Jackson Hinkle, a vulgar nativist with 2.4 million followers on X, posted a fake map of sex offenders in Israel and asked if it was “connected to the secret underground synagogue tunnels.” 

Needless to say—but apparently not needless given that the blood libel is back, baby!—this was not the story. 

So what exactly was going on at the Chabad offices in Crown Heights? The answer is weirder than one might think. 

The young men who were engaged in the destruction of walls in adjacent buildings were part of an extreme faction of the Lubavitch movement that believes the late Rabbi Menachem Mendel Schneerson, who died in 1994, is the actual Messiah. Some even say the Rebbe is still alive, a Hasidic version of the persistent conspiracy theories about the “fake” death of Tupac Shakur. 

So this group of young men believed they were following Schneerson’s instructions to expand the Chabad headquarters, which he spoke about at the end of his life. At least that is the theory. 

Simon Jacobson, who published and transcribed Schneerson’s lectures and orations when he lived and is the author of a book about his teachings, Toward a Meaningful Life, told The Free Press that the group that knocked down the wall to the synagogue were best understood as mentally unstable.

[DATASET RECORDS]:
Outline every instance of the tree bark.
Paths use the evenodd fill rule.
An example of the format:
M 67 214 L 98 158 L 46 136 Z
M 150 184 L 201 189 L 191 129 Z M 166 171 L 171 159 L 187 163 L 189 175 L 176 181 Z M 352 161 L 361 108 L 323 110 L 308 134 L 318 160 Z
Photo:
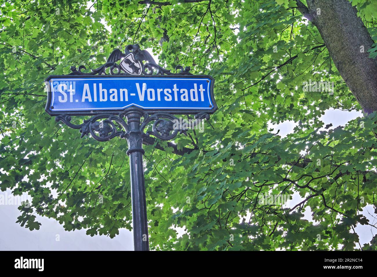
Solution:
M 357 9 L 348 0 L 307 3 L 307 11 L 298 9 L 317 27 L 346 84 L 365 112 L 377 111 L 377 63 L 367 52 L 374 42 Z

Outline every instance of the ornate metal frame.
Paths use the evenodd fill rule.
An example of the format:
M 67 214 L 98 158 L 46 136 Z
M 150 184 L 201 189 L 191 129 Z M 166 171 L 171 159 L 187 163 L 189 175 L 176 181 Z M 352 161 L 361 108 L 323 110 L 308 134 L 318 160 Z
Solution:
M 156 64 L 150 54 L 145 50 L 140 50 L 137 44 L 127 45 L 126 46 L 126 54 L 120 54 L 121 52 L 119 49 L 115 50 L 110 55 L 107 62 L 99 67 L 92 70 L 91 72 L 83 72 L 83 70 L 86 69 L 84 66 L 79 66 L 78 70 L 76 69 L 75 67 L 72 66 L 70 67 L 72 72 L 69 74 L 64 76 L 98 75 L 103 77 L 109 75 L 134 76 L 135 75 L 127 74 L 127 72 L 123 70 L 116 63 L 116 61 L 121 59 L 121 57 L 124 57 L 130 53 L 133 53 L 135 60 L 138 60 L 138 59 L 139 59 L 138 61 L 140 61 L 142 65 L 141 74 L 145 76 L 184 75 L 186 77 L 192 76 L 193 77 L 200 76 L 212 78 L 208 75 L 193 75 L 189 72 L 190 67 L 187 67 L 184 69 L 183 67 L 180 66 L 175 67 L 176 70 L 178 71 L 178 73 L 172 73 L 170 70 L 164 68 Z M 122 55 L 120 58 L 120 55 Z M 115 56 L 115 58 L 114 56 Z M 147 63 L 143 63 L 142 62 L 141 59 L 143 58 L 148 60 Z M 107 73 L 107 69 L 109 68 L 110 70 L 109 73 Z M 115 72 L 115 70 L 116 72 Z M 49 78 L 46 79 L 46 81 Z M 48 106 L 48 103 L 47 105 Z M 215 105 L 216 105 L 215 103 Z M 215 106 L 212 110 L 208 111 L 208 113 L 213 113 L 217 109 L 217 106 Z M 135 110 L 142 114 L 142 116 L 143 118 L 140 124 L 139 129 L 139 130 L 142 132 L 142 138 L 149 137 L 150 135 L 152 135 L 160 139 L 170 140 L 175 137 L 178 133 L 183 133 L 185 135 L 187 135 L 187 131 L 188 129 L 176 129 L 173 128 L 173 121 L 179 120 L 179 119 L 171 113 L 156 113 L 155 111 L 150 111 L 147 112 L 135 107 L 127 108 L 119 112 L 117 115 L 114 114 L 113 112 L 111 113 L 110 111 L 106 111 L 104 113 L 96 115 L 89 119 L 84 119 L 83 123 L 79 124 L 74 124 L 71 122 L 72 114 L 65 113 L 58 115 L 56 116 L 55 120 L 57 122 L 61 121 L 72 129 L 79 129 L 81 133 L 81 138 L 90 135 L 93 138 L 99 141 L 109 141 L 116 136 L 126 138 L 127 139 L 127 140 L 129 140 L 129 134 L 132 130 L 130 129 L 127 122 L 124 120 L 125 116 L 127 112 Z M 47 108 L 46 111 L 48 111 Z M 198 112 L 197 111 L 188 110 L 183 111 L 180 114 L 196 114 L 194 117 L 195 120 L 193 121 L 194 124 L 192 125 L 192 127 L 195 127 L 198 123 L 199 120 L 203 119 L 208 120 L 209 119 L 210 115 L 208 113 Z M 145 128 L 149 123 L 153 121 L 155 122 L 152 126 L 152 130 L 144 133 L 144 131 Z
M 130 56 L 130 54 L 132 54 L 132 56 Z M 126 60 L 127 57 L 132 57 L 131 59 L 133 59 L 137 63 L 134 63 L 130 59 Z M 122 58 L 123 60 L 120 62 L 120 65 L 116 63 Z M 143 64 L 143 61 L 148 62 Z M 128 65 L 127 66 L 124 66 L 125 64 L 122 63 L 123 61 L 125 61 L 126 64 Z M 106 69 L 109 68 L 109 73 L 107 74 L 106 72 Z M 70 75 L 80 76 L 112 75 L 123 77 L 129 75 L 126 74 L 127 72 L 124 70 L 123 71 L 125 73 L 122 73 L 124 69 L 128 70 L 130 71 L 128 73 L 133 74 L 134 76 L 136 74 L 138 75 L 141 73 L 145 76 L 151 76 L 153 75 L 161 76 L 185 75 L 193 77 L 198 76 L 191 74 L 189 72 L 189 68 L 186 67 L 184 69 L 182 66 L 176 67 L 176 69 L 179 71 L 179 73 L 171 72 L 170 70 L 156 64 L 150 55 L 145 50 L 141 50 L 137 44 L 127 46 L 124 54 L 119 49 L 114 50 L 106 63 L 92 70 L 91 72 L 83 72 L 83 70 L 86 69 L 83 66 L 79 66 L 78 70 L 76 70 L 76 67 L 72 66 L 71 67 L 72 72 Z M 116 73 L 114 72 L 116 69 Z M 212 78 L 210 77 L 208 77 Z M 46 80 L 48 80 L 48 78 Z M 212 82 L 212 86 L 213 83 Z M 49 88 L 49 87 L 48 86 L 48 89 Z M 213 91 L 213 89 L 211 90 Z M 48 92 L 49 93 L 51 92 Z M 213 98 L 213 95 L 212 97 Z M 213 99 L 214 106 L 210 106 L 211 109 L 211 110 L 206 110 L 207 113 L 202 112 L 202 110 L 188 110 L 187 111 L 181 110 L 178 113 L 195 114 L 195 118 L 196 120 L 193 121 L 193 125 L 196 126 L 199 123 L 199 120 L 204 119 L 209 119 L 208 113 L 211 113 L 216 111 L 217 106 L 214 101 L 214 98 Z M 127 108 L 120 112 L 119 110 L 116 112 L 113 111 L 112 112 L 104 110 L 101 112 L 104 113 L 93 113 L 93 116 L 89 119 L 84 119 L 81 124 L 74 124 L 71 122 L 71 115 L 79 115 L 80 113 L 68 114 L 66 113 L 56 115 L 54 113 L 50 112 L 48 108 L 50 107 L 50 101 L 48 101 L 46 111 L 51 115 L 56 115 L 55 120 L 57 122 L 61 121 L 70 128 L 79 129 L 81 138 L 90 135 L 93 138 L 99 141 L 106 141 L 116 136 L 127 139 L 128 143 L 128 150 L 127 153 L 130 157 L 134 248 L 135 250 L 148 250 L 149 249 L 148 223 L 143 165 L 143 155 L 144 153 L 142 147 L 143 140 L 152 135 L 160 139 L 169 140 L 175 138 L 179 133 L 187 135 L 187 131 L 188 128 L 184 126 L 180 126 L 178 129 L 175 128 L 173 121 L 179 119 L 172 114 L 174 113 L 173 112 L 169 112 L 168 111 L 166 111 L 166 112 L 161 113 L 158 110 L 151 112 L 149 110 L 149 113 L 146 110 L 134 106 Z M 117 115 L 116 112 L 118 113 Z M 87 113 L 86 114 L 87 115 Z M 143 121 L 141 121 L 142 118 Z M 152 121 L 154 122 L 152 130 L 144 133 L 144 129 Z M 146 238 L 146 239 L 144 238 Z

[EXERCISES]:
**A.** Can you repeat the passage on the Chabad headquarters in Crown Heights word for word, in full?
**B.** Could you recast everything from the start of the rows down to the line containing "M 357 9 L 348", both ends included, as a JSON list of strings, one string per line with blank lines dropped? Leave the pictures out of the answer.
The rows bear no relation to the passage on the Chabad headquarters.

[RESULTS]:
**A.**
Jackson Hinkle, a vulgar nativist with 2.4 million followers on X, posted a fake map of sex offenders in Israel and asked if it was “connected to the secret underground synagogue tunnels.” 

Needless to say—but apparently not needless given that the blood libel is back, baby!—this was not the story. 

So what exactly was going on at the Chabad offices in Crown Heights? The answer is weirder than one might think. 

The young men who were engaged in the destruction of walls in adjacent buildings were part of an extreme faction of the Lubavitch movement that believes the late Rabbi Menachem Mendel Schneerson, who died in 1994, is the actual Messiah. Some even say the Rebbe is still alive, a Hasidic version of the persistent conspiracy theories about the “fake” death of Tupac Shakur. 

So this group of young men believed they were following Schneerson’s instructions to expand the Chabad headquarters, which he spoke about at the end of his life. At least that is the theory. 

Simon Jacobson, who published and transcribed Schneerson’s lectures and orations when he lived and is the author of a book about his teachings, Toward a Meaningful Life, told The Free Press that the group that knocked down the wall to the synagogue were best understood as mentally unstable.

**B.**
[
  "Outline every instance of the tree bark.",
  "Paths use the evenodd fill rule.",
  "An example of the format:",
  "M 67 214 L 98 158 L 46 136 Z",
  "M 150 184 L 201 189 L 191 129 Z M 166 171 L 171 159 L 187 163 L 189 175 L 176 181 Z M 352 161 L 361 108 L 323 110 L 308 134 L 318 160 Z",
  "Photo:",
  "Solution:",
  "M 357 9 L 348 0 L 307 3 L 307 11 L 298 9 L 317 27 L 346 84 L 365 112 L 377 111 L 377 63 L 367 52 L 374 42 Z"
]